[Start of section]

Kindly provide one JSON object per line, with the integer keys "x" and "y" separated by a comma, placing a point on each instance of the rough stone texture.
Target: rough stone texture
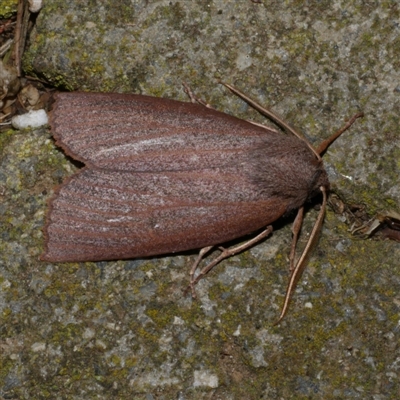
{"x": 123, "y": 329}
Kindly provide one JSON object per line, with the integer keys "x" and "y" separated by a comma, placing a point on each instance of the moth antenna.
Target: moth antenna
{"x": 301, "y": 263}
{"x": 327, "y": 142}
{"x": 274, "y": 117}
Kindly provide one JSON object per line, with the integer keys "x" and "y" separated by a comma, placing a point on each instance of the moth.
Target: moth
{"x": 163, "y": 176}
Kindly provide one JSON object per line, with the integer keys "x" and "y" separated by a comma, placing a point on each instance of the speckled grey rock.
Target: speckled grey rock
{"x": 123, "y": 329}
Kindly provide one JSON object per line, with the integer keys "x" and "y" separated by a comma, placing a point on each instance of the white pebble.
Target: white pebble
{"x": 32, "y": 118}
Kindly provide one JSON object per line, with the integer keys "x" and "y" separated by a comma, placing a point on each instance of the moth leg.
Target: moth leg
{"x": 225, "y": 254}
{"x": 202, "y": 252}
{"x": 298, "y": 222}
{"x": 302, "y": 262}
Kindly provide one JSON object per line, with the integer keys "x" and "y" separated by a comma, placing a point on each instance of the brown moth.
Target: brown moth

[End of section]

TASK BRIEF:
Look above for every line with the word "brown" and copy it.

EXERCISE OUTPUT:
Kindly provide one JSON object per line, with the integer keys "x" and "y" separated by a comma, placing a point on each instance of the brown moth.
Target: brown moth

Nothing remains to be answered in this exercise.